§ **Exercise instructions**
Reproduce every record below exactly as it appears.

(Dataset rows)
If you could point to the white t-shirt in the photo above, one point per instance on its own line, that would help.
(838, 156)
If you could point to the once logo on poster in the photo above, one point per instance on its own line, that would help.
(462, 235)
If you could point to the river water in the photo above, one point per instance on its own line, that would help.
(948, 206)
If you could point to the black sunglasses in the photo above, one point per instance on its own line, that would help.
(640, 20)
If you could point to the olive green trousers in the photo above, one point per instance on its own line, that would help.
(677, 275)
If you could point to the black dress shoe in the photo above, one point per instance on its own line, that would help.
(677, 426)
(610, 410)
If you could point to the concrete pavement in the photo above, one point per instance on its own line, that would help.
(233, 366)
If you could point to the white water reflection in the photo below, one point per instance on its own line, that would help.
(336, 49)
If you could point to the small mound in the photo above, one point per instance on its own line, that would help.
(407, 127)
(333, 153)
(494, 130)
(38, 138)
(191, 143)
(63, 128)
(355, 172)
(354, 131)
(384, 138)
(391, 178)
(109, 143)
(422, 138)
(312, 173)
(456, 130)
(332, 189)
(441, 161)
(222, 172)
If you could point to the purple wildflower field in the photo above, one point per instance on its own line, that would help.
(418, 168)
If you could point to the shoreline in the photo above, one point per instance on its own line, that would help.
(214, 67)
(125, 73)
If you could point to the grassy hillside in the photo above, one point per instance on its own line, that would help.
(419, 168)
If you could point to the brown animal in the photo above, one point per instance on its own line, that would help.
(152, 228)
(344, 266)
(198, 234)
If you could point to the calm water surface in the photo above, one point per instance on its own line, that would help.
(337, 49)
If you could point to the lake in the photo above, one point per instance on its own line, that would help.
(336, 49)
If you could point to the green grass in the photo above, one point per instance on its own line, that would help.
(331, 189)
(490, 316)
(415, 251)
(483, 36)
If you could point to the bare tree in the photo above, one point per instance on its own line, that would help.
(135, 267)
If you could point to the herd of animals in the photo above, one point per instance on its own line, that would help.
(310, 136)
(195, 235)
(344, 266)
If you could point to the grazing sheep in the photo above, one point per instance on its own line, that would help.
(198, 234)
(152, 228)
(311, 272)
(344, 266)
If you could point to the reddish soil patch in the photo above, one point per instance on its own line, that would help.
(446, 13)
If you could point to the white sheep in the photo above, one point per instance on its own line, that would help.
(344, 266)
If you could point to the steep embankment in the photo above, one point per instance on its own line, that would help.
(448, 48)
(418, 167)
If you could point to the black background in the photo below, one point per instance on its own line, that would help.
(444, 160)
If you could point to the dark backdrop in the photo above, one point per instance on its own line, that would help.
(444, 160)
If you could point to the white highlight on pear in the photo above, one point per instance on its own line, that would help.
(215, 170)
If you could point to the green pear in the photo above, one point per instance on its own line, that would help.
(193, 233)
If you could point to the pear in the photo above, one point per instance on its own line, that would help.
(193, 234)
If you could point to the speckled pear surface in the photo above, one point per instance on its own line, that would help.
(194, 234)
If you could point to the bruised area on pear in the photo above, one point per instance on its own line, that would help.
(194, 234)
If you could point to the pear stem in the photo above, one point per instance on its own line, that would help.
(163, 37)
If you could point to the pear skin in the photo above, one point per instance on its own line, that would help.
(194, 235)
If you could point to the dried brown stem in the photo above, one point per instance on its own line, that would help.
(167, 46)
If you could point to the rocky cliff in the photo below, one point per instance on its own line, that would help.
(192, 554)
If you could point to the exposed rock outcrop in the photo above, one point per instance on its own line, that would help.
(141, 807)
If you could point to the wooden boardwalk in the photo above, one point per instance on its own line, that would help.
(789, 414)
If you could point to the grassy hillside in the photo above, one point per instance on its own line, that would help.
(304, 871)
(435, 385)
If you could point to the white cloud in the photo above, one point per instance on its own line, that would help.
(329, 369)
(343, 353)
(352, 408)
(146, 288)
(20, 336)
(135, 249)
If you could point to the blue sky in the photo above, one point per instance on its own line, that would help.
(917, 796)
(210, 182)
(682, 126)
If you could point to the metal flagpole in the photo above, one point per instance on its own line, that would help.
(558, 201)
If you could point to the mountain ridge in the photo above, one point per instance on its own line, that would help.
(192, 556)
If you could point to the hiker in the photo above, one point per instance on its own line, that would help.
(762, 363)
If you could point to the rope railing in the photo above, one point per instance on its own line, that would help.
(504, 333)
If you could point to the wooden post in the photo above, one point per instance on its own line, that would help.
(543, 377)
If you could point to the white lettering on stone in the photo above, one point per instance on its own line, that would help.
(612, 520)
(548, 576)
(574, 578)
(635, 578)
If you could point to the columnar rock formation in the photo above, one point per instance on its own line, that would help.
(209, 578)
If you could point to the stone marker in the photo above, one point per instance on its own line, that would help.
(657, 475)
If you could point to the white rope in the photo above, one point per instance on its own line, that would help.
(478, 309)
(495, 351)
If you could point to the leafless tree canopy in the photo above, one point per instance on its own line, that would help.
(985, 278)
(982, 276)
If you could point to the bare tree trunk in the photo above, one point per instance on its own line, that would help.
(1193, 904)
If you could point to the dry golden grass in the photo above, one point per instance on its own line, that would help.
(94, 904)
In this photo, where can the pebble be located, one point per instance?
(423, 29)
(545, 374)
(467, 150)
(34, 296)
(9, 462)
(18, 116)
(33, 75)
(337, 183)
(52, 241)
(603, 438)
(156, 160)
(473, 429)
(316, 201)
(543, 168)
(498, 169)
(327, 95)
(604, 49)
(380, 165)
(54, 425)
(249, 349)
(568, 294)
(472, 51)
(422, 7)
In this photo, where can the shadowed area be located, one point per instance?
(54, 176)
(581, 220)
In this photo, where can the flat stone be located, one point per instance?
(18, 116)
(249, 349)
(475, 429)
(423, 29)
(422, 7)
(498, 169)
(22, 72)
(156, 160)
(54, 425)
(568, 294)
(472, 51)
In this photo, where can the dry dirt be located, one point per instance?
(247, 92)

§ **Task response**
If you could point to the white t-shirt in the photo above, one point per instance on its own line, that would help.
(838, 156)
If you could point to the once logo on poster in the photo above, one point per instance on its own line, that would help.
(462, 235)
If you could point to the river water in the photo above, one point per instance on its own line, that would help.
(948, 206)
If you could point to the black sunglasses in the photo above, one point per instance on its own line, that would help.
(640, 20)
If you could point to the olive green trousers in the photo above, one point per instance on its own line, that would help.
(677, 275)
If you could point to the black dress shoe in the photo above, one point per instance on its own line, that would help.
(677, 426)
(610, 410)
If you could point to the concrete pavement in the photo above, one point per instance on its own line, that would help.
(233, 366)
If you could point to the white water reflection in the photo below, one point per instance on its own line, that would help.
(336, 49)
If you could point to the small mound in the photo above, one point per instance on its own line, that would help.
(407, 127)
(333, 153)
(494, 130)
(38, 138)
(191, 143)
(63, 128)
(355, 172)
(354, 131)
(384, 138)
(391, 178)
(109, 143)
(422, 138)
(312, 173)
(456, 130)
(332, 189)
(441, 161)
(222, 172)
If you could point to the purple wildflower field in the photo above, one point per instance on its own line, that would help.
(418, 168)
If you could point to the shoreline in the photo above, one point per instance on its own line, that would help.
(214, 67)
(125, 73)
If you could point to the grassy hillside in the photo above, one point per instance on its own line, that would help.
(419, 168)
If you could point to the brown animal in the photo above, one point per instance on its own line, that would help.
(152, 228)
(344, 266)
(198, 234)
If you could point to the calm water surface in the photo above, one point per instance on its own line, that would help.
(337, 49)
If you could point to the lake in the photo above, one point per instance on its own line, that would help.
(336, 49)
If you could point to the green grass in the photo above, one point per instance on its own line, that would help.
(331, 189)
(490, 316)
(415, 251)
(483, 36)
If you could point to the bare tree in the photo above, one point per instance on its own line, that would help.
(135, 267)
If you could point to the herd of animals in the photo above, one point per instance on its own line, that would help.
(310, 136)
(195, 235)
(344, 266)
If you could point to the grazing sheep in the photo above, one point per instance on its own line, that would help.
(198, 234)
(152, 228)
(311, 272)
(344, 266)
If you could point to the reddish soil patch in the photo above, one point per instance on its own line, that would help.
(446, 13)
If you could point to the white sheep in the photo above, one point per instance on its own line, that would help.
(344, 266)
If you could point to the steep embankment in the photo above, one point per instance on its own line, that would help.
(448, 48)
(418, 167)
If you could point to the black background in the photo below, one point per instance on its own line, that would help.
(444, 160)
If you could point to the dark backdrop in the photo above, one point per instance on its own line, that would help.
(444, 160)
If you could point to the white highlight on pear in the photo above, one point per instance on its own line, that would help.
(215, 170)
If you could point to the green pear in the photo above, one point per instance on its own line, that would help.
(193, 233)
If you could point to the pear in the photo above, one point per instance on its own line, that would help.
(193, 234)
If you could point to the speckled pear surface in the photo above, one point per instance on its own line, that would help.
(194, 234)
If you could point to the bruised area on pear in the photo above, one point per instance on its own line, that would help.
(194, 234)
If you could point to the pear stem in the photo above, one point per instance on its own line, that would help.
(163, 37)
If you could point to the pear skin in the photo above, one point per instance on its own line, that would help.
(194, 235)
If you could point to the dried brown stem in the photo above, one point per instance on its own line, that would help.
(167, 46)
If you could point to the rocky cliff in the photo below, one point per instance on its own line, that would help.
(192, 554)
If you could point to the exposed rock outcrop in the photo above, one point per instance on its own line, that would help.
(141, 807)
If you could point to the wooden boardwalk in the photo above, one point per instance on its own line, that would help.
(789, 414)
If you could point to the grassy hillside in the photo above, one point per instance on its own line, that would help.
(304, 871)
(435, 385)
If you could point to the white cloud in the photo above, one point per instance on its own line, that would help.
(329, 369)
(343, 353)
(352, 408)
(146, 288)
(20, 336)
(135, 249)
If you could point to the blue sky in the photo above, one point per instance on its own line, that would help.
(917, 796)
(210, 182)
(682, 126)
If you could point to the metal flagpole in the photo above, one point per instance on its own line, that would help.
(558, 201)
If you could point to the mountain ridge in the photo above, one point per instance on its own line, that would help.
(192, 556)
If you could point to the hiker in the photo above, one point per instance on its own line, that would help.
(762, 363)
If you could point to the rope railing in the photo above, one point per instance on its own line, that would help.
(504, 333)
If you could point to the wooden post in the photo above, one point per instance on its own line, that would help.
(543, 377)
If you could point to the white lettering on stone in the photo above, one point per instance on its own line, that would help.
(612, 520)
(548, 576)
(574, 578)
(635, 578)
If you could point to the columnar rock formation in the photo above, one point per instance on its own line, that would help.
(209, 578)
If you could point to the stone marker in the photo above, one point per instance on its own line, that would help.
(657, 475)
If you could point to the white rope in the photo above, one point per instance on its own line, that would help.
(478, 309)
(495, 351)
If you could point to the leafless tree canopy in the photo above, one point per instance on its own line, that would help.
(985, 278)
(982, 276)
If you could point to the bare tree trunk in the photo above, one point per instance on its own line, that would help.
(1193, 904)
If you could point to the dry golden grass in the photo above, one point per instance on its own line, that would help.
(94, 904)
In this photo, where can the pebble be located, one point per instance?
(423, 29)
(545, 374)
(467, 150)
(34, 296)
(9, 462)
(18, 116)
(33, 75)
(337, 183)
(52, 241)
(603, 438)
(156, 160)
(473, 429)
(316, 201)
(543, 168)
(498, 169)
(327, 95)
(604, 49)
(380, 165)
(54, 425)
(249, 349)
(568, 294)
(472, 51)
(422, 7)
In this photo, where can the shadowed area be located, one point per instance?
(54, 176)
(581, 220)
In this photo, where can the flat stone be located, one point per instance?
(18, 116)
(249, 349)
(475, 429)
(423, 29)
(422, 7)
(498, 169)
(22, 72)
(156, 160)
(54, 425)
(568, 294)
(472, 51)
In this photo, where can the dry dirt be located, one point per instance?
(247, 92)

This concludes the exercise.